- DESCRIPTION OF THE TASK
Work through the records below and copy every line that includes "large".

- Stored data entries

▼▼▼

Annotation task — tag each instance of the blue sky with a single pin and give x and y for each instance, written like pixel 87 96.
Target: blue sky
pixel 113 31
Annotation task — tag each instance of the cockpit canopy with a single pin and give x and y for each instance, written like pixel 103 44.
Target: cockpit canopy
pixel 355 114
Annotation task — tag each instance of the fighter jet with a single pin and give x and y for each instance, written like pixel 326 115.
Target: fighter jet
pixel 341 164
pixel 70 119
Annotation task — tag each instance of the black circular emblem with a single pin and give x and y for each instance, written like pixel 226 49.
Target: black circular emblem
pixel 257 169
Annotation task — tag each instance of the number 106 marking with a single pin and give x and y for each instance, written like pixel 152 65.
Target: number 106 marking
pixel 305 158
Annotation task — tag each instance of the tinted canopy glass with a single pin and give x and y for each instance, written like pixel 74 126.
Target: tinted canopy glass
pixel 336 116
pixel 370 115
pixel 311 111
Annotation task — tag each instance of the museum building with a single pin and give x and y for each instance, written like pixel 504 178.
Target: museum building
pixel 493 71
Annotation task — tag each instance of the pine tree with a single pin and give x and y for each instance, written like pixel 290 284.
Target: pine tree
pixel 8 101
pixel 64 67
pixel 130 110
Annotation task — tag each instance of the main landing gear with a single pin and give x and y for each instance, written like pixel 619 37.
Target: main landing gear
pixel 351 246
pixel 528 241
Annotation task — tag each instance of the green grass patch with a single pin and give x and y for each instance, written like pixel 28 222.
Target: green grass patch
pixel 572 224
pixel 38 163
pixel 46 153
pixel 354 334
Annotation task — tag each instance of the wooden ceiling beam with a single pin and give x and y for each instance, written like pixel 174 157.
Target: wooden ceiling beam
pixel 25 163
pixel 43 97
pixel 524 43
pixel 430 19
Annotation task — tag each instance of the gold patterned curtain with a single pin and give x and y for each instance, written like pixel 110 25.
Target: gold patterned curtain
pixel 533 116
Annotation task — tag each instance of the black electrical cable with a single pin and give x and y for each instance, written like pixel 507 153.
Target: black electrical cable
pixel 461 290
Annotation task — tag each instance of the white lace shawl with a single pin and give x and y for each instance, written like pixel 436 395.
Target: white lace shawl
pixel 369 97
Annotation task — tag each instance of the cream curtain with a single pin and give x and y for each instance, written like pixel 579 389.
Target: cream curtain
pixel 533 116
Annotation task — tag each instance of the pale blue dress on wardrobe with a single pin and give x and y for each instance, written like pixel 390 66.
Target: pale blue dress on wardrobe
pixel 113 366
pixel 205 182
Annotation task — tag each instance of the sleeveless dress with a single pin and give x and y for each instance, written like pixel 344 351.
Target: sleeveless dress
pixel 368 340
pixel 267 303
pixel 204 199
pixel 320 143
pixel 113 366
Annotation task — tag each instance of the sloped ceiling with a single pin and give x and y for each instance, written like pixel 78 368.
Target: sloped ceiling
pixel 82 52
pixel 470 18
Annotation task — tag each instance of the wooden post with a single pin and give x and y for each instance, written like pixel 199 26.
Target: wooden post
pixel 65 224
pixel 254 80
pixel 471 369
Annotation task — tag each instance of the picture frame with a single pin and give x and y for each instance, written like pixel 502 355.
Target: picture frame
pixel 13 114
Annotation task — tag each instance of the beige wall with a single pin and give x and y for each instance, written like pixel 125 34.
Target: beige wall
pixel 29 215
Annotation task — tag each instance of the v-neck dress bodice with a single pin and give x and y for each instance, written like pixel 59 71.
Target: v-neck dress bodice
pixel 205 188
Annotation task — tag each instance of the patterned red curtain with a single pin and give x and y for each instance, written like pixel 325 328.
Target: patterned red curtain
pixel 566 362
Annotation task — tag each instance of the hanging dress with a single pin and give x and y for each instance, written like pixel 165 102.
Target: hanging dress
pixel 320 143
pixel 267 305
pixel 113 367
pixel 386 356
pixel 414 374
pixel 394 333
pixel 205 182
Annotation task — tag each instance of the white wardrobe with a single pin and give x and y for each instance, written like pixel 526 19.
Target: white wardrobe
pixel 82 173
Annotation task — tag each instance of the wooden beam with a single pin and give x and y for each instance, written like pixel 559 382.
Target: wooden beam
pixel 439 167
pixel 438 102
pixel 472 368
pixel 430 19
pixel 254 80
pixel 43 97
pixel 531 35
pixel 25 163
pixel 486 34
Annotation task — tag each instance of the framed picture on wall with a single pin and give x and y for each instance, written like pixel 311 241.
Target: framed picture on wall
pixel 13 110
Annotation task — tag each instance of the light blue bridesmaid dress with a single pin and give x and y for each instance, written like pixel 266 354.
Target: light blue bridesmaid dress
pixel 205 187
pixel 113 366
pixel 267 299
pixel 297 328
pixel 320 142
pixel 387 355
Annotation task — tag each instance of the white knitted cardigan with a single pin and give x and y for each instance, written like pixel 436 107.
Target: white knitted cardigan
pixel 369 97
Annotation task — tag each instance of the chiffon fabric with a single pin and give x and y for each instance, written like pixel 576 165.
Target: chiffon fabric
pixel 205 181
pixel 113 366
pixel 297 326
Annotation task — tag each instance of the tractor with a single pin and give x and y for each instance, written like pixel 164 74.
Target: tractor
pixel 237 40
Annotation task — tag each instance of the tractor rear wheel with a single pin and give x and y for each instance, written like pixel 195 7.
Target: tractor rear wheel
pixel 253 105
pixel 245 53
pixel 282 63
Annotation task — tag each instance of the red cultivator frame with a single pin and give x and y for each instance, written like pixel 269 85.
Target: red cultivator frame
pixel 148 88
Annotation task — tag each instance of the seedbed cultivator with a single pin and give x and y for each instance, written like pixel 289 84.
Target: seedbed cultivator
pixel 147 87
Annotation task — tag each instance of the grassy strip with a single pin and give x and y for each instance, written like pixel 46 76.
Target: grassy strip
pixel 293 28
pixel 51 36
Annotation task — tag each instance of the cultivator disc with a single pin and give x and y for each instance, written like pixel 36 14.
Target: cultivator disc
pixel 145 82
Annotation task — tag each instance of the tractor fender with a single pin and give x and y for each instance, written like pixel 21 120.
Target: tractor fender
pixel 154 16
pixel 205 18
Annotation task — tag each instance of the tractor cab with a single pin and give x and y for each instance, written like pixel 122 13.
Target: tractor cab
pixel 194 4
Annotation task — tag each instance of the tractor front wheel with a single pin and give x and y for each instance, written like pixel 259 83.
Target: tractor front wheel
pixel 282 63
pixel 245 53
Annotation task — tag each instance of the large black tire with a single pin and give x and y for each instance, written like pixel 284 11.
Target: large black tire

▲▲▲

- TASK OUTPUT
Annotation task — tag each instance of the large black tire with a single pin and give x and y for each instance, written like pixel 284 11.
Target: large black tire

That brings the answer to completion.